Son ambiance de roman noir mettant en scène des personnages désabusés, pris dans l'engrenage de l'alcool et de la drogue, saupoudré d'un soupçon de fatalisme, est tellement réussie que j'ai parfois eu l'impression d'apercevoir le fantôme de Philip Marlowe créé par le grand romancier américain Raymond Chandler: "Il était à peine onze heures, j’ouvris un tiroir et récupérai la bouteille de Chivas planquée parmi un tas de vieux Playboys. Je me servis dans une tasse à café sans prendre la peine de la rincer, la brûlure de la première lampée alimenta le feu dans mes tripes. Après avoir éteint l’enseigne, je me réfugiai dans la réserve. Je m’affalai sur le stock de boîtes de gel qui traînait là depuis trois ans. Une nouvelle rasade de whisky m’apaisa un peu,je sortis un paquet de clopes de ma poche puis allumai une gitane maïs. J’aimais le goût de ce tabac mélangé à celui de l’alcool." (Page 9).

----

### [Consigne]
Prolongez l'extrait consacré à ce roman noir en reprenant juste après sa dernière phrase. Les items qui suivent n'ont aucun rapport avec l'extrait.

Annotations par points pour des photos

----

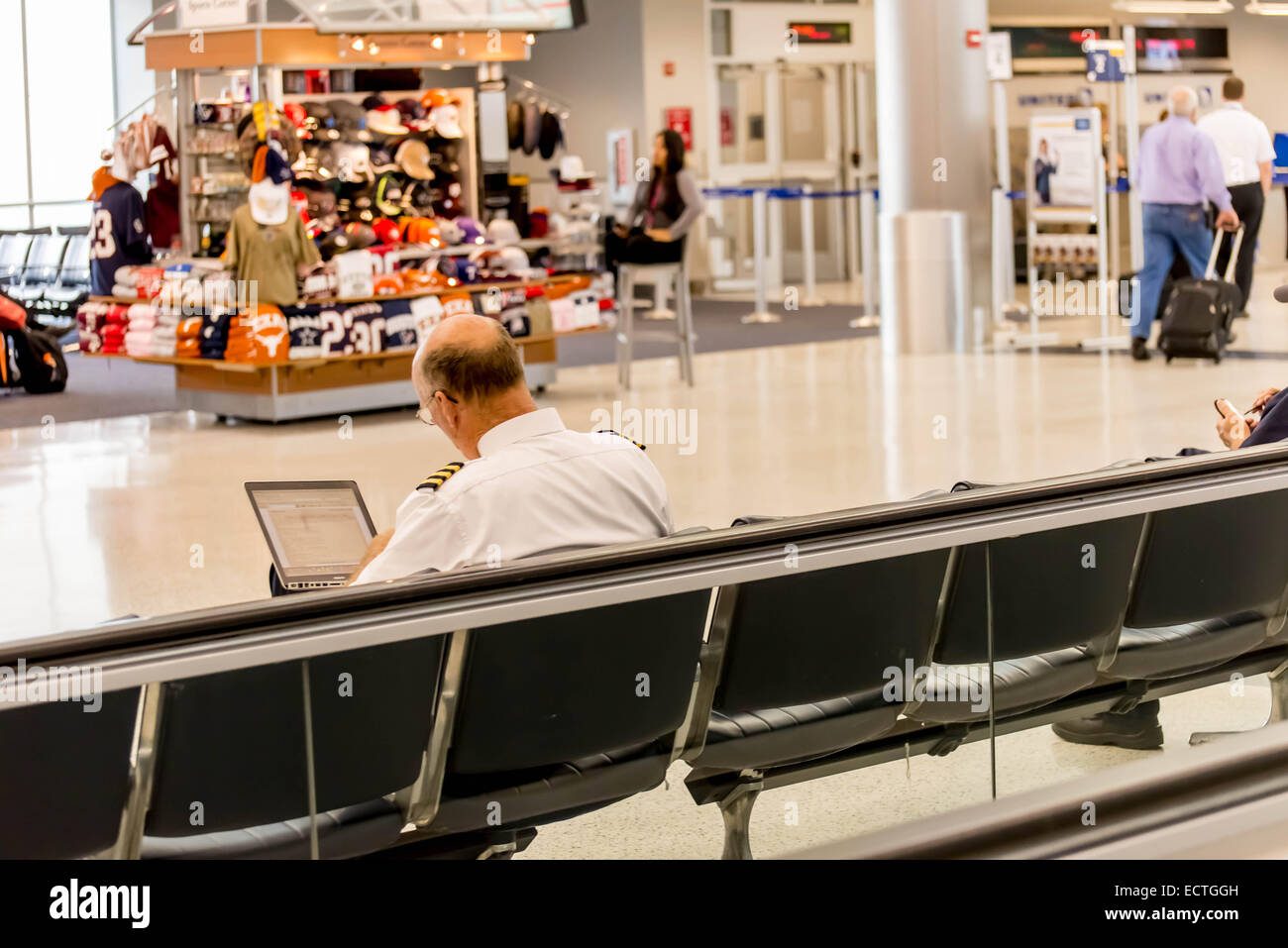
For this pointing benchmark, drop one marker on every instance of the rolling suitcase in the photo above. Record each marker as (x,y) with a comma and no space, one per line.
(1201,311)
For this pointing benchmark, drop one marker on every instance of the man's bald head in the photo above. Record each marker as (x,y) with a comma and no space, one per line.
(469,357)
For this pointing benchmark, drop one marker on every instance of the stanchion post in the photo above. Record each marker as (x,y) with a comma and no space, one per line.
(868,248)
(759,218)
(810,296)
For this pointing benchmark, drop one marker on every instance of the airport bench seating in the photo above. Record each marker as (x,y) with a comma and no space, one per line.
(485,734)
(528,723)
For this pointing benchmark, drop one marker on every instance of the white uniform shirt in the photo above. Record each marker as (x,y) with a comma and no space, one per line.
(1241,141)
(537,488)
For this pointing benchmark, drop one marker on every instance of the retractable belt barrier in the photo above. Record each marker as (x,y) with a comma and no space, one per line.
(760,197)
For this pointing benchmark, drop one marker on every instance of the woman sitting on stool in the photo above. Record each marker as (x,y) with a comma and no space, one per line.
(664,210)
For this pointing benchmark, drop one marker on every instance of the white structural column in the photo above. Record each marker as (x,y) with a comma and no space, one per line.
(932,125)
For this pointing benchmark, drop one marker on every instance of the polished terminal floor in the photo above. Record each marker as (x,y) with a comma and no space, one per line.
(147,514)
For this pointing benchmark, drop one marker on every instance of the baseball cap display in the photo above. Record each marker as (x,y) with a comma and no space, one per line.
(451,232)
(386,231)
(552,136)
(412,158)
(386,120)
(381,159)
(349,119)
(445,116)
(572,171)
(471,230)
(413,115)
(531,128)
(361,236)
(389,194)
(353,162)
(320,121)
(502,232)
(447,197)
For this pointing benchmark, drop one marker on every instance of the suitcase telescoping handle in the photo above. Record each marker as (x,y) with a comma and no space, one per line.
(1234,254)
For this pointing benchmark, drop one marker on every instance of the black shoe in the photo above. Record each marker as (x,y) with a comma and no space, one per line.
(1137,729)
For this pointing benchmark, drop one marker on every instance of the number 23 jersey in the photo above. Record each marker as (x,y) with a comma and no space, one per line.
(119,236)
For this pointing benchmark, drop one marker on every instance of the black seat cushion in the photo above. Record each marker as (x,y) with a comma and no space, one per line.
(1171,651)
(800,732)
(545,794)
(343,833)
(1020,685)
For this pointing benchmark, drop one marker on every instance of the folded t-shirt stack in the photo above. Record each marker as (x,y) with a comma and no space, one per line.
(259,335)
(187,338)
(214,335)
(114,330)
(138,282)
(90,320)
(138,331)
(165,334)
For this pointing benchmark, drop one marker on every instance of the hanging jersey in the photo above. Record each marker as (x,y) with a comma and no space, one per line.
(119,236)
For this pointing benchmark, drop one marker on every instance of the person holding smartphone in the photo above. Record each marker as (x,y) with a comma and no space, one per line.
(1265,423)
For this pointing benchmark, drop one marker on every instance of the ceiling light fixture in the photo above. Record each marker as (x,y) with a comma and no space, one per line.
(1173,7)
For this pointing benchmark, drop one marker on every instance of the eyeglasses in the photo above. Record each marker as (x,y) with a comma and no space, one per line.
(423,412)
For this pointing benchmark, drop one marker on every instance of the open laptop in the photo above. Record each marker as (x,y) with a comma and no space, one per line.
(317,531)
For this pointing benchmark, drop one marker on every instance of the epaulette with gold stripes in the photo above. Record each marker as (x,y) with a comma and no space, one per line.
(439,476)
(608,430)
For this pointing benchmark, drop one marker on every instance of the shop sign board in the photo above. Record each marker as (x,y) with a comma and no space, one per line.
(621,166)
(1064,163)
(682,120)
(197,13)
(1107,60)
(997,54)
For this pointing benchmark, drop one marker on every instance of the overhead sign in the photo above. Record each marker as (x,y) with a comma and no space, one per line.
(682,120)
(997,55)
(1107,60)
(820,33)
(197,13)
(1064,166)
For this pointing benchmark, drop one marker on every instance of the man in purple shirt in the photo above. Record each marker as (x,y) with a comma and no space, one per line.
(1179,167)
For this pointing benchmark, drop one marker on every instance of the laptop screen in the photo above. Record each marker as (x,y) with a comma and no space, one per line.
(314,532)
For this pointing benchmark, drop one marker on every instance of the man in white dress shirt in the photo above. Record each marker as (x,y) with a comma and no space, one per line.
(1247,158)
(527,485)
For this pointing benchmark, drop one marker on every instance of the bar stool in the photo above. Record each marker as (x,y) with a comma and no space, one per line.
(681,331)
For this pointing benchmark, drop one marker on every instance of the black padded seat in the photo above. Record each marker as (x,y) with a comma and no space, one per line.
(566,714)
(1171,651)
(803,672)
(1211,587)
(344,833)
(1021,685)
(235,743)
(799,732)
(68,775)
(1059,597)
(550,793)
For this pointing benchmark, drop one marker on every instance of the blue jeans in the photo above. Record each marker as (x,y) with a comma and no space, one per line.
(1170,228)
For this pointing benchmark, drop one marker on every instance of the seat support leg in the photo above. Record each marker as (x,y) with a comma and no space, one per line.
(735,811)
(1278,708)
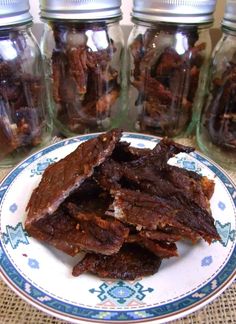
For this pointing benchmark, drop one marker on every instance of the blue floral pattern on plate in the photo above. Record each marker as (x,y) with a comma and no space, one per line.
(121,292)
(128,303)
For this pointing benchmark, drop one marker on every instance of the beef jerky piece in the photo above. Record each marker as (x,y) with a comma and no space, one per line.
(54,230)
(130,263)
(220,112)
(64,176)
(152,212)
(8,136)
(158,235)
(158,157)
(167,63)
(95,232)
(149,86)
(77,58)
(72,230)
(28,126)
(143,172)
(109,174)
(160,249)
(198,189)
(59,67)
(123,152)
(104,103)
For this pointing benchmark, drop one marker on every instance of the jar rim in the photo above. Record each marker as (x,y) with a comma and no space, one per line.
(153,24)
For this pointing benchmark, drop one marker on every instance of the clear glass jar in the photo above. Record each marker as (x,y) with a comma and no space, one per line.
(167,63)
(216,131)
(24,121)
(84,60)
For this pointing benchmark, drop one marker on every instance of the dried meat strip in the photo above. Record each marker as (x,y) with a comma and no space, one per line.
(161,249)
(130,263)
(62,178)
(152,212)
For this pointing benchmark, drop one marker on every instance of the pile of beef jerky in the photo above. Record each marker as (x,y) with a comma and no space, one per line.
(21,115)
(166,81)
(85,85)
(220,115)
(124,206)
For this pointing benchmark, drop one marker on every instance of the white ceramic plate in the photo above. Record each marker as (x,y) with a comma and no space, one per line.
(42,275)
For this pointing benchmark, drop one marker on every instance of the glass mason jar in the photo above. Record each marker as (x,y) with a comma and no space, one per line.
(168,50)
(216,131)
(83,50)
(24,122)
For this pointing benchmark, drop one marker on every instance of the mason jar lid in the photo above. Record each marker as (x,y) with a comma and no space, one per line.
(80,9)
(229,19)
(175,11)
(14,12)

----

### [Réponse]
Son originalité: sa construction à double entrée: imaginons que deux grosses bobines de fils symbolisent l'une l'histoire selon le point de vue de Françoise; l'autre, selon le point de vue de Bertrand. Et pour corser le tout, chacun, dans les chapitres qui lui sont dévolus, alterne flashs-backs et événements du présent. Du coup, l'enquête policière est racontée d'une manière indirecte, conférant au roman une proximité inhabituelle puisque au lieu de suivre les enquêteurs, le lecteur suit deux protagonistes proches du mort. Le lecteur, patiemment, assemble les morceaux de l'intrigue que l'auteur lui délivre peu à peu, comme un puzzle que l'on construit pour obtenir l'image finale....qui, soit dit en passant, n'est pas celle à laquelle on s'attend !!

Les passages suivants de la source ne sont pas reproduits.